• Free-text object descriptions:
^^^^^^^^^^^^^^^^
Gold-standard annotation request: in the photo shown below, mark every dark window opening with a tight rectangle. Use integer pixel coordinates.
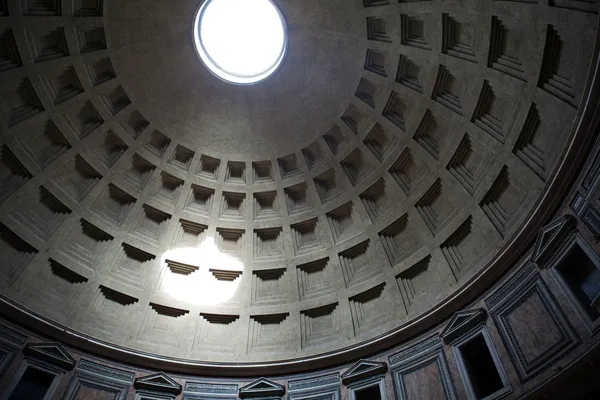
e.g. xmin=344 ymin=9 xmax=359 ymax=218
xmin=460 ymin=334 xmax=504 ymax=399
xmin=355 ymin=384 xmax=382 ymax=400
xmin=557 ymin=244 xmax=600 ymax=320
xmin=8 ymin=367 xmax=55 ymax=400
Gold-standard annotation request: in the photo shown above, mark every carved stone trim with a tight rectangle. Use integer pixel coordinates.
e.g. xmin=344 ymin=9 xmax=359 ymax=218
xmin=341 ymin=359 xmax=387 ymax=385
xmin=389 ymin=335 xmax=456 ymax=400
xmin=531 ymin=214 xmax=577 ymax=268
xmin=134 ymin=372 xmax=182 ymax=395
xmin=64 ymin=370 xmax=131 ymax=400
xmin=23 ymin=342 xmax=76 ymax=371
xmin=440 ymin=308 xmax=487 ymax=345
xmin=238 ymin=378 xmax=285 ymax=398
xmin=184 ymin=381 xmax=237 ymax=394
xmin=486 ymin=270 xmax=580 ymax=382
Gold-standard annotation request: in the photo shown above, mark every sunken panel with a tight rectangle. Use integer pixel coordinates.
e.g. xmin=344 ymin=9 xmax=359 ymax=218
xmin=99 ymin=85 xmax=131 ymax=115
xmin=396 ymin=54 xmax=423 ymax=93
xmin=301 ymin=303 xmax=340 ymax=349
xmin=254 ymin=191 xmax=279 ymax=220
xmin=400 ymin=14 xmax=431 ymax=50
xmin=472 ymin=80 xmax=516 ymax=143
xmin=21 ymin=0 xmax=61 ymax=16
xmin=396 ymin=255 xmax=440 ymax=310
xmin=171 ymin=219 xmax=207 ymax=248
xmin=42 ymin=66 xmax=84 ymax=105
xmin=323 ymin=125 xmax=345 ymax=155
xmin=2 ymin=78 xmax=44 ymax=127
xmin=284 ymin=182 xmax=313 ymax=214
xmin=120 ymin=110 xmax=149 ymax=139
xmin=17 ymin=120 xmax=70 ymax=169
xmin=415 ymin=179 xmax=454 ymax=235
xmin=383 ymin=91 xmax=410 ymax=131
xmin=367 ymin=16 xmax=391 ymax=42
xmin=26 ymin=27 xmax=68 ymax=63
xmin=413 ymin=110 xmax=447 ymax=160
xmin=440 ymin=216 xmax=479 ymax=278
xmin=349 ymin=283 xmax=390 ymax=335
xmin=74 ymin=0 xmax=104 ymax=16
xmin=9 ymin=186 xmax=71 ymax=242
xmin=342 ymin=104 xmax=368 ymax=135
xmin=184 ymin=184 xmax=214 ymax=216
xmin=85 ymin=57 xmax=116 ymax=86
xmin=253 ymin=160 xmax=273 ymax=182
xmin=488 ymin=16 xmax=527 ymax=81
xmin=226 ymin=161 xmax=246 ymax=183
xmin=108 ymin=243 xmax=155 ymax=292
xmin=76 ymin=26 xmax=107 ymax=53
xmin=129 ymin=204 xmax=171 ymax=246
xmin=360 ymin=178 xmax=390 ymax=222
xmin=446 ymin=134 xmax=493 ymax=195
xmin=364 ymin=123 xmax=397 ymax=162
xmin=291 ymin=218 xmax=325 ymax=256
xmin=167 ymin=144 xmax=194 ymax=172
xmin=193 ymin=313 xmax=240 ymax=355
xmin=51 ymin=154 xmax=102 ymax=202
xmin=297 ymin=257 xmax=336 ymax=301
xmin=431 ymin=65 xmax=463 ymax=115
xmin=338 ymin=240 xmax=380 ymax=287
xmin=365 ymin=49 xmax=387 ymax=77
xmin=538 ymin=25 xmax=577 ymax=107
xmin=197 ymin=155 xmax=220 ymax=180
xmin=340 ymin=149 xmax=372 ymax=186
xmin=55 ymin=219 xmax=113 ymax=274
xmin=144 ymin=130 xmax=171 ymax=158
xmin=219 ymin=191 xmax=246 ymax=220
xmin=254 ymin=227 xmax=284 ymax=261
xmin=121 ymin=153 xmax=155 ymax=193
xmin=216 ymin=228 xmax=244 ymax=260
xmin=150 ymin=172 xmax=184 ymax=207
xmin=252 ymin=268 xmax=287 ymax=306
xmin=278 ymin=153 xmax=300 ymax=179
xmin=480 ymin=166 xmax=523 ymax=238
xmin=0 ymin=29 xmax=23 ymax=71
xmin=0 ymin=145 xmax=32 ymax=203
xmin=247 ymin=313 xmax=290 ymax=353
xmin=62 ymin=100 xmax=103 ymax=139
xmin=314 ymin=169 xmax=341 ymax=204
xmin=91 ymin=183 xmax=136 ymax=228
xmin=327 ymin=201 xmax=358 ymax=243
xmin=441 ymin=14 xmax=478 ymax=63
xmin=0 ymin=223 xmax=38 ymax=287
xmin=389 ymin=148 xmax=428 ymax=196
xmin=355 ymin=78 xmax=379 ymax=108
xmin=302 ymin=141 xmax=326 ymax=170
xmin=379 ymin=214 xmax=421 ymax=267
^^^^^^^^^^^^^^^^
• TASK DESCRIPTION:
Reproduce each line of the records above, exactly and without pictures.

• EXERCISE OUTPUT:
Gold-standard annotation request: in the photo shown below, mark every dark window opening with a tight rectangle. Use integer pixel coordinates.
e.g. xmin=344 ymin=9 xmax=359 ymax=218
xmin=460 ymin=334 xmax=504 ymax=399
xmin=355 ymin=384 xmax=382 ymax=400
xmin=557 ymin=244 xmax=600 ymax=320
xmin=8 ymin=367 xmax=55 ymax=400
Gold-standard annotation request: in the photo shown above, mark every carved stone trim with a tight rectangle. Use integer pixel coordinates.
e.g. xmin=344 ymin=9 xmax=359 ymax=218
xmin=341 ymin=359 xmax=387 ymax=385
xmin=389 ymin=335 xmax=456 ymax=400
xmin=531 ymin=214 xmax=577 ymax=268
xmin=134 ymin=372 xmax=182 ymax=395
xmin=64 ymin=370 xmax=131 ymax=400
xmin=23 ymin=342 xmax=76 ymax=371
xmin=440 ymin=308 xmax=487 ymax=345
xmin=238 ymin=378 xmax=285 ymax=398
xmin=184 ymin=381 xmax=237 ymax=394
xmin=486 ymin=270 xmax=580 ymax=382
Gold-standard annotation request: in the photo shown above, mark every sunken panel with a tight rectangle. Use integer pixel coordinates.
e.g. xmin=344 ymin=9 xmax=359 ymax=218
xmin=99 ymin=85 xmax=131 ymax=115
xmin=396 ymin=54 xmax=423 ymax=93
xmin=301 ymin=303 xmax=340 ymax=349
xmin=254 ymin=191 xmax=279 ymax=220
xmin=400 ymin=14 xmax=431 ymax=50
xmin=472 ymin=80 xmax=516 ymax=143
xmin=21 ymin=0 xmax=61 ymax=16
xmin=396 ymin=255 xmax=440 ymax=310
xmin=171 ymin=219 xmax=207 ymax=248
xmin=42 ymin=66 xmax=84 ymax=105
xmin=323 ymin=125 xmax=345 ymax=155
xmin=2 ymin=78 xmax=44 ymax=127
xmin=284 ymin=182 xmax=313 ymax=214
xmin=120 ymin=110 xmax=149 ymax=139
xmin=17 ymin=120 xmax=70 ymax=169
xmin=415 ymin=179 xmax=454 ymax=235
xmin=383 ymin=91 xmax=410 ymax=131
xmin=367 ymin=16 xmax=391 ymax=42
xmin=26 ymin=27 xmax=68 ymax=63
xmin=413 ymin=110 xmax=447 ymax=160
xmin=440 ymin=216 xmax=479 ymax=278
xmin=349 ymin=283 xmax=390 ymax=335
xmin=74 ymin=0 xmax=104 ymax=16
xmin=9 ymin=186 xmax=71 ymax=242
xmin=342 ymin=104 xmax=368 ymax=135
xmin=184 ymin=184 xmax=214 ymax=216
xmin=85 ymin=57 xmax=116 ymax=86
xmin=253 ymin=160 xmax=273 ymax=182
xmin=488 ymin=16 xmax=527 ymax=81
xmin=226 ymin=161 xmax=246 ymax=183
xmin=108 ymin=243 xmax=155 ymax=292
xmin=76 ymin=26 xmax=107 ymax=53
xmin=129 ymin=204 xmax=171 ymax=246
xmin=360 ymin=178 xmax=390 ymax=222
xmin=446 ymin=134 xmax=493 ymax=195
xmin=364 ymin=123 xmax=397 ymax=162
xmin=291 ymin=218 xmax=325 ymax=256
xmin=167 ymin=144 xmax=194 ymax=172
xmin=193 ymin=313 xmax=240 ymax=355
xmin=51 ymin=154 xmax=102 ymax=202
xmin=297 ymin=257 xmax=336 ymax=301
xmin=431 ymin=65 xmax=463 ymax=115
xmin=338 ymin=240 xmax=380 ymax=287
xmin=365 ymin=49 xmax=387 ymax=77
xmin=538 ymin=25 xmax=577 ymax=107
xmin=197 ymin=155 xmax=220 ymax=180
xmin=340 ymin=149 xmax=372 ymax=186
xmin=55 ymin=219 xmax=113 ymax=274
xmin=144 ymin=130 xmax=171 ymax=158
xmin=219 ymin=191 xmax=246 ymax=220
xmin=254 ymin=227 xmax=284 ymax=261
xmin=121 ymin=153 xmax=155 ymax=193
xmin=216 ymin=228 xmax=244 ymax=260
xmin=150 ymin=172 xmax=184 ymax=207
xmin=252 ymin=268 xmax=287 ymax=306
xmin=278 ymin=153 xmax=300 ymax=179
xmin=480 ymin=166 xmax=523 ymax=238
xmin=0 ymin=29 xmax=23 ymax=71
xmin=0 ymin=145 xmax=32 ymax=203
xmin=247 ymin=313 xmax=290 ymax=353
xmin=62 ymin=100 xmax=103 ymax=139
xmin=314 ymin=169 xmax=341 ymax=204
xmin=91 ymin=183 xmax=136 ymax=228
xmin=327 ymin=201 xmax=358 ymax=243
xmin=441 ymin=14 xmax=478 ymax=63
xmin=0 ymin=223 xmax=38 ymax=287
xmin=389 ymin=148 xmax=428 ymax=196
xmin=355 ymin=78 xmax=379 ymax=108
xmin=302 ymin=141 xmax=326 ymax=170
xmin=379 ymin=214 xmax=421 ymax=267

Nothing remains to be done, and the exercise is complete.